-- BEGIN EXERCISE MATERIALS --

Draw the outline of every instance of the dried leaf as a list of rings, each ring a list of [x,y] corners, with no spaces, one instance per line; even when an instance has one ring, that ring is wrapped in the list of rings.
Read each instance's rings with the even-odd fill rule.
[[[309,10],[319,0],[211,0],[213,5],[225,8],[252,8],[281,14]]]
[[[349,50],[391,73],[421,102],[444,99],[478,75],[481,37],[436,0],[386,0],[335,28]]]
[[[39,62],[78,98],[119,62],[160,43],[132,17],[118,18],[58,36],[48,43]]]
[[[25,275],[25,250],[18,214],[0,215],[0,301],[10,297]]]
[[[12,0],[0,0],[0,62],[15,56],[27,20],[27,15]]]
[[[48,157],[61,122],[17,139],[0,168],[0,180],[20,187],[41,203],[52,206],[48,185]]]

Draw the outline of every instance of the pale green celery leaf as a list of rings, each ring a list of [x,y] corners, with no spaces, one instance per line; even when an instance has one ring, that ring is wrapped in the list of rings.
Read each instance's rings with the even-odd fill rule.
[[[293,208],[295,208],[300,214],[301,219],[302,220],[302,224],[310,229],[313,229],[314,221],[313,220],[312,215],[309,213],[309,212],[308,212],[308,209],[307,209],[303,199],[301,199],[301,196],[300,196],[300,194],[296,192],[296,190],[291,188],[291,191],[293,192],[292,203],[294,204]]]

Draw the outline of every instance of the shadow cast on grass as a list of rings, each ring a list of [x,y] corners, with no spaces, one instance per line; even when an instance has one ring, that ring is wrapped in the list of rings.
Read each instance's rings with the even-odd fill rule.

-- END EXERCISE MATERIALS --

• TASK REQUIREMENTS:
Write out all of the items above, keeping every line unchanged.

• RESULT:
Draw the outline of every instance of the dried leaf as a list of rings, each ring a list of [x,y] corners, with no spaces, one instance per line; even when an instance has one ring, that ring is wrapped in the list of rings.
Read each instance's rings with the even-odd fill rule.
[[[309,10],[319,0],[211,0],[213,5],[225,8],[252,8],[281,14]]]
[[[349,50],[391,73],[421,102],[444,99],[478,75],[481,37],[436,0],[386,0],[335,28]]]
[[[39,62],[78,98],[119,62],[160,43],[132,17],[118,18],[58,36],[48,43]]]
[[[25,275],[25,250],[18,214],[0,215],[0,301],[10,297]]]
[[[12,0],[0,0],[0,62],[15,56],[27,20],[27,15]]]
[[[48,157],[61,122],[17,139],[0,168],[0,180],[20,187],[41,203],[52,206],[48,185]]]

Draw the outline of every instance of the pale green celery leaf as a list of rings, each ring a list of [x,y] corners, with no spaces, one instance per line; even when an instance has one ring, that ring is wrapped in the list of rings.
Read each instance's rings with the even-odd fill rule.
[[[293,208],[295,208],[300,214],[301,219],[302,220],[302,224],[310,229],[313,229],[314,221],[313,220],[312,215],[309,213],[309,212],[308,212],[308,209],[307,209],[303,199],[301,199],[301,196],[300,196],[300,194],[296,192],[296,190],[291,188],[291,191],[293,192],[292,203],[294,204]]]

Draw the outline of every instance of the shadow cast on grass as a list of rings, each ring a list of [x,y] corners, with no spaces, one instance per line; even when an instance has one ring, that ring is wrapped in the list of rings.
Read each instance's rings with the even-odd fill rule.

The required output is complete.